▶ **To do**: Format every line of the records below as a Markdown table with columns "Row" and "Line," giving each line its row number and skipping blank lines.

▶ **Exercise inputs**:
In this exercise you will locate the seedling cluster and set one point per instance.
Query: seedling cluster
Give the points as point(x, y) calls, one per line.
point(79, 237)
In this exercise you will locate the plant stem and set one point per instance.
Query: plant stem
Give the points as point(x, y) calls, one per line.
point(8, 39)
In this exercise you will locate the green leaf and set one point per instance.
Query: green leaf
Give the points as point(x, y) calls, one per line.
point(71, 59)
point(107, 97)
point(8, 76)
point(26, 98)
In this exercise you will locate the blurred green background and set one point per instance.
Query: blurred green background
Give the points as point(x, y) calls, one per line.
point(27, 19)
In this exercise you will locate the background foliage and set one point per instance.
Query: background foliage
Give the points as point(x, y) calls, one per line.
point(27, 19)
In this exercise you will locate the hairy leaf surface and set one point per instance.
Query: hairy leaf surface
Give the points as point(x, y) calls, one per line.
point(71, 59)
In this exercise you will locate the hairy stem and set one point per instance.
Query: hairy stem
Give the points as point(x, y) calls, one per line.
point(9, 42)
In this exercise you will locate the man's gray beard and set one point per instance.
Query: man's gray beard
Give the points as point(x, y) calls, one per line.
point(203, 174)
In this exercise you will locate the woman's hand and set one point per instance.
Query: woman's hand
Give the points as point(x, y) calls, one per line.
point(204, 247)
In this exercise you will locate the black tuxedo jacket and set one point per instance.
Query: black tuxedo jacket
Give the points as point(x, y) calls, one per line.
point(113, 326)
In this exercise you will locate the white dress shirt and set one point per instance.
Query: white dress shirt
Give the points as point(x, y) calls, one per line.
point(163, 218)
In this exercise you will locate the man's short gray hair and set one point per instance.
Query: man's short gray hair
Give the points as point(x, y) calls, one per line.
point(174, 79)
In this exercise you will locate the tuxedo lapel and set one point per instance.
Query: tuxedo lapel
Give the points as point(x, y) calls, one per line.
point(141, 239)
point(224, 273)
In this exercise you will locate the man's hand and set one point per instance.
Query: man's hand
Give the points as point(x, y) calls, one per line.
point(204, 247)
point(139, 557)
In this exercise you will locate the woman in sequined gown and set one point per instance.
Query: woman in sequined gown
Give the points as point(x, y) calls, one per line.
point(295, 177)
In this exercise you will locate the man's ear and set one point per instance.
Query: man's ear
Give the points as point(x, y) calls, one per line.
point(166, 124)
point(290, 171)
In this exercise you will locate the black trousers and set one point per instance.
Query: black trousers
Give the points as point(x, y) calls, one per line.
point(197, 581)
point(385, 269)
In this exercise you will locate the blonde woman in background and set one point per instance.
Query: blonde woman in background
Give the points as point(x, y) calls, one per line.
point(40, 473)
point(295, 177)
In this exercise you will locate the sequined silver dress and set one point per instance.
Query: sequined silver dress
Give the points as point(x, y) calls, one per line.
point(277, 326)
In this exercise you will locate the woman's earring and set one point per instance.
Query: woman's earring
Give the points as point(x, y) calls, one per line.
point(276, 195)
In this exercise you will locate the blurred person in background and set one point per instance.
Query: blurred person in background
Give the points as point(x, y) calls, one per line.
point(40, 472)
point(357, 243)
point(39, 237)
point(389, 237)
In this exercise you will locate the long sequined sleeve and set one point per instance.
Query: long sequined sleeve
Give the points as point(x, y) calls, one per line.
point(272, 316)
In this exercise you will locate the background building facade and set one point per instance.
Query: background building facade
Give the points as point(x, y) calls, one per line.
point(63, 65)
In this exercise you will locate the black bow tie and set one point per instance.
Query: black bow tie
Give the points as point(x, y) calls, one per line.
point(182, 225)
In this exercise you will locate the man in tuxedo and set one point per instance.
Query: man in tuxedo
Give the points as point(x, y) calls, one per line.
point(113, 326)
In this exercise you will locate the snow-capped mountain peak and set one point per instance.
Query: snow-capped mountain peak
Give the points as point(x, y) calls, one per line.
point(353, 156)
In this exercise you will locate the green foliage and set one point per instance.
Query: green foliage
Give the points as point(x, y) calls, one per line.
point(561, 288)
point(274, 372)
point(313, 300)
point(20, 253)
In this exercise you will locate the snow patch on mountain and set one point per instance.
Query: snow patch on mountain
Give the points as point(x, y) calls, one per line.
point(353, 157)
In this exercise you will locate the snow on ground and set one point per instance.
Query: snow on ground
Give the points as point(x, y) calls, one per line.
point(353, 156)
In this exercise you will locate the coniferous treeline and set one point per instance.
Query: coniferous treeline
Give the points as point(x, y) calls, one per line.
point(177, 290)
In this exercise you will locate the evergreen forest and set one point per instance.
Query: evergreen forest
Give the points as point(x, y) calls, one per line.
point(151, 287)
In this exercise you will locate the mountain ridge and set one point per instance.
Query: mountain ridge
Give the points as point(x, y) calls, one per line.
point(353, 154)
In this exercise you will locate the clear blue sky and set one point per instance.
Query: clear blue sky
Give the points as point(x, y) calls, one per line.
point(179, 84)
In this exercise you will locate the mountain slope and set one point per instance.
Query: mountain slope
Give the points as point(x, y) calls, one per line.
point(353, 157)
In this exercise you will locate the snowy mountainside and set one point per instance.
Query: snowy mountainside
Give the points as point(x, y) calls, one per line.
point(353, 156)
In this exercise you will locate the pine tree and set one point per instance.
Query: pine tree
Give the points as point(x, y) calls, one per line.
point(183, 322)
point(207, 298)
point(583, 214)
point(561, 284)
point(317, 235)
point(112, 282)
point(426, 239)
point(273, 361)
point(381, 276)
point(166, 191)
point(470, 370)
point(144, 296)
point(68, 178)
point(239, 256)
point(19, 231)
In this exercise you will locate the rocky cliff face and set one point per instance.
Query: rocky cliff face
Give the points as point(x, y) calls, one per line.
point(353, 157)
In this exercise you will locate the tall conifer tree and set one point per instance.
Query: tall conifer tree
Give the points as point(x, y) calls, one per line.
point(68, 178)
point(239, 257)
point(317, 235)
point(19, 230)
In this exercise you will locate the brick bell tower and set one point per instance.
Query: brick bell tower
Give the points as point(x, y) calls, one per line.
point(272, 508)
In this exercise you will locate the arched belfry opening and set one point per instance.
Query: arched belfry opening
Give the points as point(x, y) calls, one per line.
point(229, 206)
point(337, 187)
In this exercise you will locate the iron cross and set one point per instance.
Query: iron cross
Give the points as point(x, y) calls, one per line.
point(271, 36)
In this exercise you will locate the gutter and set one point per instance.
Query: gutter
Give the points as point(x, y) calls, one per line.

▶ **Final result**:
| Row | Line |
|---|---|
| 1 | In this exercise you will locate the seedling cluster and set one point per instance. |
| 2 | Query: seedling cluster |
| 3 | Give the points as point(x, y) calls, one per line. |
| 4 | point(79, 237) |
| 5 | In this exercise you will locate the plant stem and set one point per instance. |
| 6 | Query: plant stem |
| 7 | Give the points as point(x, y) calls, one per line. |
| 8 | point(8, 39) |
| 9 | In this exercise you will locate the green leaf and set one point per instance. |
| 10 | Query: green leaf |
| 11 | Give the points as point(x, y) calls, one per line. |
| 12 | point(71, 59) |
| 13 | point(107, 97) |
| 14 | point(8, 76) |
| 15 | point(26, 98) |
| 16 | In this exercise you will locate the blurred green background and set one point per instance. |
| 17 | Query: blurred green background |
| 18 | Give the points as point(x, y) calls, one per line. |
| 19 | point(27, 19) |
| 20 | In this exercise you will locate the background foliage and set one point per instance. |
| 21 | Query: background foliage |
| 22 | Give the points as point(x, y) calls, one per line. |
| 23 | point(27, 19) |
| 24 | In this exercise you will locate the hairy leaf surface and set one point per instance. |
| 25 | Query: hairy leaf surface |
| 26 | Give the points as point(x, y) calls, one per line. |
| 27 | point(71, 59) |
| 28 | In this exercise you will locate the hairy stem and set one point per instance. |
| 29 | Query: hairy stem |
| 30 | Give the points as point(x, y) calls, one per line. |
| 31 | point(9, 42) |
| 32 | In this exercise you will locate the man's gray beard and set one point per instance. |
| 33 | Query: man's gray beard |
| 34 | Give the points as point(x, y) calls, one per line. |
| 35 | point(203, 174) |
| 36 | In this exercise you will locate the woman's hand and set one point per instance. |
| 37 | Query: woman's hand |
| 38 | Give the points as point(x, y) calls, one per line. |
| 39 | point(204, 247) |
| 40 | In this exercise you will locate the black tuxedo jacket and set one point per instance. |
| 41 | Query: black tuxedo jacket |
| 42 | Give the points as point(x, y) calls, one per line. |
| 43 | point(113, 326) |
| 44 | In this exercise you will locate the white dress shirt and set one point per instance. |
| 45 | Query: white dress shirt |
| 46 | Give the points as point(x, y) calls, one per line. |
| 47 | point(163, 218) |
| 48 | In this exercise you will locate the man's short gray hair and set one point per instance. |
| 49 | Query: man's short gray hair |
| 50 | Give the points as point(x, y) calls, one per line. |
| 51 | point(174, 79) |
| 52 | In this exercise you will locate the tuxedo lapel and set one point per instance. |
| 53 | Query: tuxedo lapel |
| 54 | Give the points as point(x, y) calls, one per line. |
| 55 | point(141, 239) |
| 56 | point(224, 273) |
| 57 | In this exercise you will locate the man's hand and set one point per instance. |
| 58 | Query: man's hand |
| 59 | Give the points as point(x, y) calls, one per line. |
| 60 | point(204, 247) |
| 61 | point(139, 557) |
| 62 | In this exercise you will locate the woman in sequined gown and set one point per instance. |
| 63 | Query: woman in sequined gown |
| 64 | Give the points as point(x, y) calls, one per line. |
| 65 | point(295, 177) |
| 66 | In this exercise you will locate the man's ear and set one point per instance. |
| 67 | Query: man's ear |
| 68 | Give the points as point(x, y) calls, one per line. |
| 69 | point(166, 124) |
| 70 | point(290, 171) |
| 71 | In this exercise you will locate the black trousers and set one point per instance. |
| 72 | Query: black trousers |
| 73 | Give the points as point(x, y) calls, one per line. |
| 74 | point(197, 581) |
| 75 | point(385, 269) |
| 76 | In this exercise you will locate the blonde woman in background and set one point per instance. |
| 77 | Query: blonde woman in background |
| 78 | Give the points as point(x, y) calls, one per line. |
| 79 | point(40, 473) |
| 80 | point(295, 177) |
| 81 | In this exercise you will locate the sequined silver dress and set one point per instance. |
| 82 | Query: sequined silver dress |
| 83 | Give the points as point(x, y) calls, one per line. |
| 84 | point(277, 326) |
| 85 | In this exercise you will locate the woman's earring and set one point per instance. |
| 86 | Query: woman's earring |
| 87 | Give the points as point(x, y) calls, one per line. |
| 88 | point(276, 195) |
| 89 | In this exercise you will locate the blurred person in background and set one point per instance. |
| 90 | Query: blurred person in background |
| 91 | Give the points as point(x, y) calls, one per line. |
| 92 | point(40, 472) |
| 93 | point(357, 243) |
| 94 | point(39, 237) |
| 95 | point(389, 237) |
| 96 | In this exercise you will locate the long sequined sleeve and set one point per instance. |
| 97 | Query: long sequined sleeve |
| 98 | Give the points as point(x, y) calls, one per line. |
| 99 | point(272, 316) |
| 100 | In this exercise you will locate the background building facade and set one point per instance. |
| 101 | Query: background building facade |
| 102 | Give the points as point(x, y) calls, one per line. |
| 103 | point(63, 65) |
| 104 | In this exercise you will locate the black bow tie and set one point per instance. |
| 105 | Query: black bow tie |
| 106 | Give the points as point(x, y) calls, one per line. |
| 107 | point(182, 225) |
| 108 | In this exercise you will locate the man in tuxedo and set one point per instance. |
| 109 | Query: man in tuxedo |
| 110 | Give the points as point(x, y) calls, one per line. |
| 111 | point(113, 326) |
| 112 | In this exercise you will locate the snow-capped mountain peak and set one point per instance. |
| 113 | Query: snow-capped mountain peak |
| 114 | Give the points as point(x, y) calls, one per line. |
| 115 | point(353, 156) |
| 116 | In this exercise you will locate the green foliage and set one point per instance. |
| 117 | Query: green foliage |
| 118 | Give the points as point(x, y) calls, one per line. |
| 119 | point(561, 288) |
| 120 | point(274, 372) |
| 121 | point(313, 300) |
| 122 | point(20, 253) |
| 123 | In this exercise you will locate the snow patch on mountain and set one point per instance. |
| 124 | Query: snow patch on mountain |
| 125 | Give the points as point(x, y) calls, one per line. |
| 126 | point(353, 157) |
| 127 | In this exercise you will locate the snow on ground and set one point per instance. |
| 128 | Query: snow on ground |
| 129 | Give the points as point(x, y) calls, one per line. |
| 130 | point(353, 156) |
| 131 | In this exercise you will locate the coniferous treeline and set one point per instance. |
| 132 | Query: coniferous treeline |
| 133 | Give the points as point(x, y) calls, one per line. |
| 134 | point(177, 290) |
| 135 | In this exercise you will locate the evergreen forest and set one point per instance. |
| 136 | Query: evergreen forest |
| 137 | Give the points as point(x, y) calls, one per line. |
| 138 | point(151, 287) |
| 139 | In this exercise you will locate the mountain ridge and set one point per instance. |
| 140 | Query: mountain ridge |
| 141 | Give the points as point(x, y) calls, one per line. |
| 142 | point(353, 154) |
| 143 | In this exercise you will locate the clear blue sky and set one point per instance. |
| 144 | Query: clear blue sky |
| 145 | Give the points as point(x, y) calls, one per line. |
| 146 | point(179, 84) |
| 147 | In this exercise you will locate the mountain slope and set one point per instance. |
| 148 | Query: mountain slope |
| 149 | Give the points as point(x, y) calls, one per line. |
| 150 | point(353, 157) |
| 151 | In this exercise you will locate the snowy mountainside and set one point per instance. |
| 152 | Query: snowy mountainside |
| 153 | Give the points as point(x, y) calls, one per line. |
| 154 | point(353, 156) |
| 155 | In this exercise you will locate the pine tree and set one point per instance. |
| 156 | Query: pine tree |
| 157 | Give the points as point(x, y) calls, one per line. |
| 158 | point(183, 322) |
| 159 | point(207, 298) |
| 160 | point(583, 214) |
| 161 | point(561, 284) |
| 162 | point(317, 235) |
| 163 | point(112, 282) |
| 164 | point(426, 239) |
| 165 | point(273, 361) |
| 166 | point(381, 276) |
| 167 | point(166, 191) |
| 168 | point(470, 370) |
| 169 | point(144, 296) |
| 170 | point(68, 178) |
| 171 | point(239, 256) |
| 172 | point(19, 231) |
| 173 | In this exercise you will locate the rocky cliff face and set one point per instance. |
| 174 | Query: rocky cliff face |
| 175 | Give the points as point(x, y) calls, one per line. |
| 176 | point(353, 157) |
| 177 | In this exercise you will locate the tall conifer tree and set one point per instance. |
| 178 | Query: tall conifer tree |
| 179 | Give the points as point(x, y) calls, one per line. |
| 180 | point(68, 178) |
| 181 | point(239, 257) |
| 182 | point(317, 235) |
| 183 | point(19, 230) |
| 184 | In this exercise you will locate the brick bell tower and set one point per instance. |
| 185 | Query: brick bell tower |
| 186 | Give the points as point(x, y) calls, one per line. |
| 187 | point(272, 508) |
| 188 | In this exercise you will locate the arched belfry opening and set one point per instance. |
| 189 | Query: arched belfry opening |
| 190 | Give the points as point(x, y) calls, one per line. |
| 191 | point(229, 206) |
| 192 | point(337, 187) |
| 193 | In this exercise you will locate the iron cross and set one point per instance. |
| 194 | Query: iron cross |
| 195 | Give the points as point(x, y) calls, one per line. |
| 196 | point(271, 36) |
| 197 | In this exercise you will locate the gutter and set one point per instance. |
| 198 | Query: gutter |
| 199 | Give the points as point(x, y) calls, one per line. |